BEGIN Material

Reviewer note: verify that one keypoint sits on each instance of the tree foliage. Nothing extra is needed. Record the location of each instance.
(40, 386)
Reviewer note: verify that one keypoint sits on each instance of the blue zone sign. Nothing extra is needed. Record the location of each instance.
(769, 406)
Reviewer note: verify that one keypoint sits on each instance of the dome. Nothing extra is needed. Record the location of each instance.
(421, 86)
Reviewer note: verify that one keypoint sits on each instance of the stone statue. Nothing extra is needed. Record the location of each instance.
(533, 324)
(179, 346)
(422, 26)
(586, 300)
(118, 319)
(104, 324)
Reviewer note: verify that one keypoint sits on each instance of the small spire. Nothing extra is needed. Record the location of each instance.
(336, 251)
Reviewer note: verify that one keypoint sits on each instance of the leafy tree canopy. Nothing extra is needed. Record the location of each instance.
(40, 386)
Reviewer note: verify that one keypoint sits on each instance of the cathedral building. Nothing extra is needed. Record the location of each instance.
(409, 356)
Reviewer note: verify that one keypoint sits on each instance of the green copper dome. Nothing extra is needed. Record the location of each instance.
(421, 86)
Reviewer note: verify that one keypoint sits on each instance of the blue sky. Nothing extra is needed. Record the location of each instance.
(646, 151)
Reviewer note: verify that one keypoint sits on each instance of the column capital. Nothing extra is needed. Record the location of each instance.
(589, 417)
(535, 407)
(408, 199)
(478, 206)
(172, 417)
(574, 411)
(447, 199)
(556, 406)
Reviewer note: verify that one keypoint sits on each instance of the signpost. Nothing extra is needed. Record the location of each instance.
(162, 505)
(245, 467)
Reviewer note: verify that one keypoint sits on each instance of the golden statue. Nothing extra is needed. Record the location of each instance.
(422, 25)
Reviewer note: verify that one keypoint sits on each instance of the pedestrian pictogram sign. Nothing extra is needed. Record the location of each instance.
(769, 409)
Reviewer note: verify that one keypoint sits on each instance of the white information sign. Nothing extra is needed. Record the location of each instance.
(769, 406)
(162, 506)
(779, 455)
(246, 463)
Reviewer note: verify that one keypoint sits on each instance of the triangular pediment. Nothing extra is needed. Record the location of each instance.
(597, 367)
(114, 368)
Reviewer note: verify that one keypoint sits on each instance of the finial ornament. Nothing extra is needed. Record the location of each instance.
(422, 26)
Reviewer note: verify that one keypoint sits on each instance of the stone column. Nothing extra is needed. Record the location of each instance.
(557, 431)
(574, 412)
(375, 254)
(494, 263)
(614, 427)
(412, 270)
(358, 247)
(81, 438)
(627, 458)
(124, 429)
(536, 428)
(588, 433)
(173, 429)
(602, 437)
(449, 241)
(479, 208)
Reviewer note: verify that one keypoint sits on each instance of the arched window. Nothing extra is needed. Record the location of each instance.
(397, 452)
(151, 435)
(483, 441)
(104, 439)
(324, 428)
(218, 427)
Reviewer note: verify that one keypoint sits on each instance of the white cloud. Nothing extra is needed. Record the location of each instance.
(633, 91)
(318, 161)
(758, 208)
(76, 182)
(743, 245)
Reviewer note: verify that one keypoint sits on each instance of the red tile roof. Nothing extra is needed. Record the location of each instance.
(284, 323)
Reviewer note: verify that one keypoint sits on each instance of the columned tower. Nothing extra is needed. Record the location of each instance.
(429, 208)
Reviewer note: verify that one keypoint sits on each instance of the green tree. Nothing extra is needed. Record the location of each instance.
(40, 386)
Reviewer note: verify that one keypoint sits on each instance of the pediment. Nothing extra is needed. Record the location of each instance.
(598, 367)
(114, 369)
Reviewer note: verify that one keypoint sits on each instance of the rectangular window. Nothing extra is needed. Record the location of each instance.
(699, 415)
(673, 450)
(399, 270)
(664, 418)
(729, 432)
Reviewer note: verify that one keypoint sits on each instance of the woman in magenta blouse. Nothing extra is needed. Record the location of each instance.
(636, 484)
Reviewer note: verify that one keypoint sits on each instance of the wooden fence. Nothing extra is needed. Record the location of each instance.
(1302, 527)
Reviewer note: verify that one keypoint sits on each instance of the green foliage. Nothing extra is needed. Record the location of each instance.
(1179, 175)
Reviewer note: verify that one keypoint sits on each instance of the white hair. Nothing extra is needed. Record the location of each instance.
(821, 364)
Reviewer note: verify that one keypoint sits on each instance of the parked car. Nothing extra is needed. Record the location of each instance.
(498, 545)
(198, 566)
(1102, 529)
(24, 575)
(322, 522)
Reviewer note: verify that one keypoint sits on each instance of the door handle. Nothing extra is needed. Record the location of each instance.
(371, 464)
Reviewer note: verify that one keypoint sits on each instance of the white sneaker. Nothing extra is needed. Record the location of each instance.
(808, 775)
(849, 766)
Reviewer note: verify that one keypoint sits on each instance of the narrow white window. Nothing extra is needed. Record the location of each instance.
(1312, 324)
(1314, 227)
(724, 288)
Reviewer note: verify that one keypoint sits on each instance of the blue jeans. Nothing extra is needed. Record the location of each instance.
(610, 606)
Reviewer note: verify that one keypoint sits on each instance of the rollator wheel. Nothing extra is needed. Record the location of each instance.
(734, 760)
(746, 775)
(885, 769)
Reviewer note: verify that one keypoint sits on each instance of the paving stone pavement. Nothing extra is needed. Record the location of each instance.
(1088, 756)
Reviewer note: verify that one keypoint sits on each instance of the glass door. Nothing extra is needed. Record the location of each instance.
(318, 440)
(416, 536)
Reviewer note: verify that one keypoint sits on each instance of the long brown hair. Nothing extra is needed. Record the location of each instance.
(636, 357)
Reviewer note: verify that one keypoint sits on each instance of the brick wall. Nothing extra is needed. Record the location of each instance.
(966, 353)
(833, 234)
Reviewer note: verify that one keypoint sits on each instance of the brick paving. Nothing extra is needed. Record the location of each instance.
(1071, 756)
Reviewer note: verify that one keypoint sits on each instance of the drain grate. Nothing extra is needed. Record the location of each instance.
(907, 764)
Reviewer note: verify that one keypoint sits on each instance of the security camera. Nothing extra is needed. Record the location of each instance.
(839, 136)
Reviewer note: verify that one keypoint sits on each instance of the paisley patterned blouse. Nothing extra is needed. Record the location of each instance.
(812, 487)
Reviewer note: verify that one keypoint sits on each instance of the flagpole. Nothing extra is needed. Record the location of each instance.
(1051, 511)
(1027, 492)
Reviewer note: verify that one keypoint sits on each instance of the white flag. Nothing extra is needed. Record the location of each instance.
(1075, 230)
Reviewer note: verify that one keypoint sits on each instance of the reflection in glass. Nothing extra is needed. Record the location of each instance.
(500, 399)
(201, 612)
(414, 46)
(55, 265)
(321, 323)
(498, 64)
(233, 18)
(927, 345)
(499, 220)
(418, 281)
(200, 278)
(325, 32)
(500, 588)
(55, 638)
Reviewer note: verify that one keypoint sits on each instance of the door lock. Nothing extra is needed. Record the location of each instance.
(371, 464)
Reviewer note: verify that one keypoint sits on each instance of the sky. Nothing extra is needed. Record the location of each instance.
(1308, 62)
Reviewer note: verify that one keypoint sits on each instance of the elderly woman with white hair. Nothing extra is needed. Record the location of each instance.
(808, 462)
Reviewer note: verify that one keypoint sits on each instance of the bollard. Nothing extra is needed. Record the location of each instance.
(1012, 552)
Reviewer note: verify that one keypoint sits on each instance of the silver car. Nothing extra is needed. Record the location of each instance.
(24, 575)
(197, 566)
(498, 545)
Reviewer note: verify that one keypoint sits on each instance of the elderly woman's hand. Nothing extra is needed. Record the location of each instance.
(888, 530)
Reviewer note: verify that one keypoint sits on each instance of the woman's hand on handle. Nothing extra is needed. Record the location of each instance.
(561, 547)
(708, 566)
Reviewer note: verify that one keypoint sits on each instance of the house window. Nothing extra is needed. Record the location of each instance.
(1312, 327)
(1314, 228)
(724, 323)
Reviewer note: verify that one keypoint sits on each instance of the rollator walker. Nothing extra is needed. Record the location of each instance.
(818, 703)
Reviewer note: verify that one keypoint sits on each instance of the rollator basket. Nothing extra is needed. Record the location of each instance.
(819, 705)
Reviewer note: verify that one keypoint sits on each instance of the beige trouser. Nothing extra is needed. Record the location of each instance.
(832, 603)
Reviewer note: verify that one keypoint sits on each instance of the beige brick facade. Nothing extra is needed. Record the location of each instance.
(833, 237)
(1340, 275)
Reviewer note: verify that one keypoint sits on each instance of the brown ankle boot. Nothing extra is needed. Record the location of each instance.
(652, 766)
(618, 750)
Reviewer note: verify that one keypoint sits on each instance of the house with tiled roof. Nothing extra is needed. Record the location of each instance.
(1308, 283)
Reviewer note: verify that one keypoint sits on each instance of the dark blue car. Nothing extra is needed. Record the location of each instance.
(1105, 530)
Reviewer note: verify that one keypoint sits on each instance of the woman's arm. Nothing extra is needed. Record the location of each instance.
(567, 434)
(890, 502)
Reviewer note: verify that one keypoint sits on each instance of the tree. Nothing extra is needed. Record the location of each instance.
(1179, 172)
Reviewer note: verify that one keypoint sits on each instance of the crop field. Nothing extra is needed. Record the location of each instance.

END Material

▸ What you need to do
Output only the lines from the one holding "of the dark" through the last line above, exactly as they appear.

▸ Expected answer
Reviewer note: verify that one keypoint sits on each instance of the dark blue car. Nothing extra is needed. Record the location of each instance.
(1105, 530)
Reviewer note: verify that one keypoint sits on each instance of the woman's arm. Nothing extra is needed. Record the location of each instance.
(567, 434)
(890, 502)
Reviewer note: verify that one keypoint sits on each instance of the tree. Nothing extra is needed. Record the location of each instance.
(1179, 172)
Reviewer note: verify that one keypoint sits on each instance of the crop field. Nothing extra is needed. Record the location of each instance.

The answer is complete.